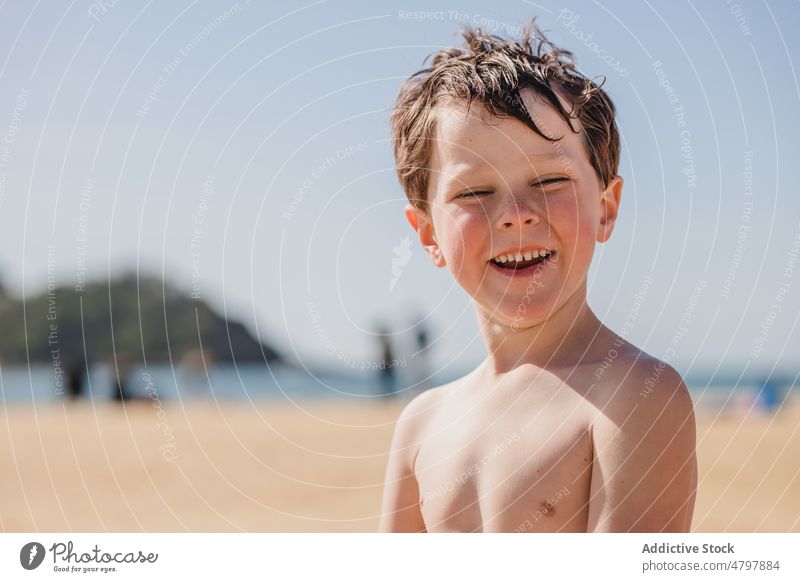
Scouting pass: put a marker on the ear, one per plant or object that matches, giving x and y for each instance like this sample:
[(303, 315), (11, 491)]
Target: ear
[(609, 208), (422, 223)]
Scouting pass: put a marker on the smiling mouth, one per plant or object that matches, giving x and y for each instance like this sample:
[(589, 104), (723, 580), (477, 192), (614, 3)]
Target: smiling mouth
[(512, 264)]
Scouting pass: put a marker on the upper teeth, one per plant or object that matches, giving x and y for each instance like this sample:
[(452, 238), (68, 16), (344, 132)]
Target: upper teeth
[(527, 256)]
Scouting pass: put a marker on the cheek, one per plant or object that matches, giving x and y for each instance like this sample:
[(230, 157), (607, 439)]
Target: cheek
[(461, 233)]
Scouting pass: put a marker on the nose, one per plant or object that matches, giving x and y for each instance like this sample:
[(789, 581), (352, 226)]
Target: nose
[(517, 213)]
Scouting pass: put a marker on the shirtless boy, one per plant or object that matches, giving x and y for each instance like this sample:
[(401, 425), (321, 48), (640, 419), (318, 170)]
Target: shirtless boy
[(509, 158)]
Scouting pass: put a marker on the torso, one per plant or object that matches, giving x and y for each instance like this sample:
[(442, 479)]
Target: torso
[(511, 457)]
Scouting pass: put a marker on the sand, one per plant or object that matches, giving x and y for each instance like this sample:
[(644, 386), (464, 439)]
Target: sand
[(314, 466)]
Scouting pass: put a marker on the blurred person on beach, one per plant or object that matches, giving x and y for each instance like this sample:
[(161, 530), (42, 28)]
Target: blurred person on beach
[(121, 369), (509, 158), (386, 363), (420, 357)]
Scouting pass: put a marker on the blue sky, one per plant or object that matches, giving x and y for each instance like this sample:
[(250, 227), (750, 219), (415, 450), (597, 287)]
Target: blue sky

***

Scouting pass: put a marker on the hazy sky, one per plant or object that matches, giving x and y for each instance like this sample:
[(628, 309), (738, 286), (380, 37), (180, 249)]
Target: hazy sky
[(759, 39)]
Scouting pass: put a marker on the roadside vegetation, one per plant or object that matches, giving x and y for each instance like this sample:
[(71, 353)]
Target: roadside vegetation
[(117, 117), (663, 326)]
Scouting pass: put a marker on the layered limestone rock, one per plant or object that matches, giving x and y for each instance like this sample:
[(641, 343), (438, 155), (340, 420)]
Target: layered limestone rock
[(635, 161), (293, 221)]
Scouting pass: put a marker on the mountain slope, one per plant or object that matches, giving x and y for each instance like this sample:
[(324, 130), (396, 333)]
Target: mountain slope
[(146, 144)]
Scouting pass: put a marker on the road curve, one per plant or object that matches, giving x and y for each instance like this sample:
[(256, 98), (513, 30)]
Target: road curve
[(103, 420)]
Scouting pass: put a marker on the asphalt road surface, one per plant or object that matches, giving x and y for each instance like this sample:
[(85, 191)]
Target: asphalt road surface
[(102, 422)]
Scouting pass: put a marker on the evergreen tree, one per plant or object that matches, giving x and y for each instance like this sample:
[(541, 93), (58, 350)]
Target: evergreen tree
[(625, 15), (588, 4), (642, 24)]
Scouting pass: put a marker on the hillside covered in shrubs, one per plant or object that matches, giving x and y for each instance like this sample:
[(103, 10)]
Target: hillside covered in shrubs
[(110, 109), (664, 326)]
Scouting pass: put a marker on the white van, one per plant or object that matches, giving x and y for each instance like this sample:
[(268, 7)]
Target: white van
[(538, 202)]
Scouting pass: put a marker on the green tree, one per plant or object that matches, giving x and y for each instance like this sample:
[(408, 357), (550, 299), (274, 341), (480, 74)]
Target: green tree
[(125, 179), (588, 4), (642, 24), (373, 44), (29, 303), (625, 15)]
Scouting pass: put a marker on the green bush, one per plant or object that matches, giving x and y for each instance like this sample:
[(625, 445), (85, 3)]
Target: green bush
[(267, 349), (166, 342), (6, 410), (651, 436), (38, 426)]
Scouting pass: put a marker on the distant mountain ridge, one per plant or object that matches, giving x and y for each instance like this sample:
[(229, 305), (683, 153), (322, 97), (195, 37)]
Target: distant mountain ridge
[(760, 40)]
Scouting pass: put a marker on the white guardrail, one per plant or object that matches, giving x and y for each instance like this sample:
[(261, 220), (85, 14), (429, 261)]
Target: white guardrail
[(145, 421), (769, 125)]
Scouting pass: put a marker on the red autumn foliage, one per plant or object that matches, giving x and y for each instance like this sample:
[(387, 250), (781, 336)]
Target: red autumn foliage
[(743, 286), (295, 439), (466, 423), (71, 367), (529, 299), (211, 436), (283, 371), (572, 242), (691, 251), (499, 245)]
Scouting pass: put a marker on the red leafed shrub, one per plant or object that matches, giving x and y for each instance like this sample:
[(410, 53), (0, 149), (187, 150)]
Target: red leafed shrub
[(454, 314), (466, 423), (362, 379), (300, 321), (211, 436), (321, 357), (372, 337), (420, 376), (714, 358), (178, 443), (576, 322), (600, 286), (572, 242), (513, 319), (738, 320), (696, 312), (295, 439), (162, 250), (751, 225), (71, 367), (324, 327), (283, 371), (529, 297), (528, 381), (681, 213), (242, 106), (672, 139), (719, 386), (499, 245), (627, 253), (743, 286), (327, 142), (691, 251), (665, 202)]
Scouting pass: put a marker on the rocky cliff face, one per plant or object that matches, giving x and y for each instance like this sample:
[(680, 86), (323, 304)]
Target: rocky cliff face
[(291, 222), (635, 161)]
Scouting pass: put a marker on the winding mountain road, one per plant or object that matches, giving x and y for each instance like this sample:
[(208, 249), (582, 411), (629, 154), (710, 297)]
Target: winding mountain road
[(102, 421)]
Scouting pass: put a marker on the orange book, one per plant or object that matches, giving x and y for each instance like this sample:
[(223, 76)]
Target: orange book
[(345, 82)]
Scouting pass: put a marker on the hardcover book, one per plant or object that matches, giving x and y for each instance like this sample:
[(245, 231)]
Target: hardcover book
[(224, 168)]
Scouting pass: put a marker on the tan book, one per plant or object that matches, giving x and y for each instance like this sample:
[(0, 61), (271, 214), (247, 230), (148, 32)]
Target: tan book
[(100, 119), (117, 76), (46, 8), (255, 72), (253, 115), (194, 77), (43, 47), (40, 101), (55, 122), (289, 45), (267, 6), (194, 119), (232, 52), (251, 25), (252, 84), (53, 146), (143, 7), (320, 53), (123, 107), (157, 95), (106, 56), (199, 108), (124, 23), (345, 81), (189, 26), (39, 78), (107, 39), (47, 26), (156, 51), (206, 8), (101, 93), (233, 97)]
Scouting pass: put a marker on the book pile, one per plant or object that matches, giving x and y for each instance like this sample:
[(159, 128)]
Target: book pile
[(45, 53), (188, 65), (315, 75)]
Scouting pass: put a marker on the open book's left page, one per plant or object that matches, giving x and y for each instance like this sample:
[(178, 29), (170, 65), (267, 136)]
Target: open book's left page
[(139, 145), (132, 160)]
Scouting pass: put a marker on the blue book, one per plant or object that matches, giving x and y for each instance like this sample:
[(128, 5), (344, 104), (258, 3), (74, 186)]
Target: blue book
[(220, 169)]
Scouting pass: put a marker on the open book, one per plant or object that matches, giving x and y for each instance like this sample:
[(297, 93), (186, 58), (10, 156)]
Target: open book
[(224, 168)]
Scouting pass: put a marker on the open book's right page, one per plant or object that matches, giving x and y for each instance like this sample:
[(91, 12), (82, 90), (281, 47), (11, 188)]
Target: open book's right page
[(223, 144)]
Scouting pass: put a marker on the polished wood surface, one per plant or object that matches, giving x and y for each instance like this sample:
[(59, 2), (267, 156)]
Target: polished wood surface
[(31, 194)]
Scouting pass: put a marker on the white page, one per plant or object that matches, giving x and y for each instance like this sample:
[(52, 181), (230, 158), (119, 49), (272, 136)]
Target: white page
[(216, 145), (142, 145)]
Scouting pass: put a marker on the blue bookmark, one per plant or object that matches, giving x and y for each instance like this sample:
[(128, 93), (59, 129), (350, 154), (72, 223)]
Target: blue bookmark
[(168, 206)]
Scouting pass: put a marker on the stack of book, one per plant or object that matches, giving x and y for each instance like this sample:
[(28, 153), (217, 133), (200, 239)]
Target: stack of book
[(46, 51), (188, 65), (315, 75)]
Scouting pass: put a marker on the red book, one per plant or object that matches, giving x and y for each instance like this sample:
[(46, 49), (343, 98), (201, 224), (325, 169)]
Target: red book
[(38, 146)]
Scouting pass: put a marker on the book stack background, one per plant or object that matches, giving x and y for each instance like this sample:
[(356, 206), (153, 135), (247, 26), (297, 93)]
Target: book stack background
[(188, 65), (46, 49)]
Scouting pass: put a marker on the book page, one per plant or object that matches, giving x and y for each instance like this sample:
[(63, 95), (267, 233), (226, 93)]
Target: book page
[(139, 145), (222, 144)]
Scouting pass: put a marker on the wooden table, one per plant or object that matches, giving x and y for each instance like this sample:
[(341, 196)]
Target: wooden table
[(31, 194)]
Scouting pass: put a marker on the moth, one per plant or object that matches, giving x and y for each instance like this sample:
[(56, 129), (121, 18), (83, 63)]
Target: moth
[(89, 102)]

***

> _Short exercise_:
Reproduce the data verbatim, from the line containing "Scouting pass: put a marker on the distant" through the line containing "251), (665, 202)]", with both of those lines included.

> _Exercise response_:
Scouting pass: put a marker on the distant mountain ridge, one per plant or object that matches, giving x and y for each instance like this sample:
[(229, 305), (683, 153), (322, 97), (195, 37)]
Target: distant mountain ridge
[(760, 40)]
Scouting pass: put a marker on the white guardrail, one per plant or object that matches, giving x and y for each instance like this sample:
[(261, 220), (85, 14), (429, 261)]
Target: white guardrail
[(145, 421), (769, 125)]
Scouting pass: put a marker on the red autumn foliage, one per plant or object that matches, giving x and y for each instance like this sample:
[(387, 250), (781, 336)]
Target: red autumn foliage
[(743, 286), (295, 439), (466, 423), (71, 367), (529, 299), (211, 436), (283, 371), (572, 242), (691, 251), (499, 245)]
Scouting pass: put a marker on the red leafed shrub, one per plant or object that matches, giving x and y for each instance like this sample:
[(410, 53), (0, 149), (187, 150)]
Target: red leafed shrub
[(454, 314), (466, 423), (362, 379), (300, 321), (211, 436), (321, 357), (372, 337), (420, 376), (714, 358), (178, 443), (576, 322), (600, 286), (572, 242), (513, 319), (738, 320), (696, 312), (295, 439), (162, 250), (751, 225), (71, 367), (324, 327), (283, 371), (529, 297), (528, 381), (681, 213), (242, 106), (672, 139), (719, 386), (499, 245), (627, 253), (743, 286), (327, 142), (691, 251), (665, 202)]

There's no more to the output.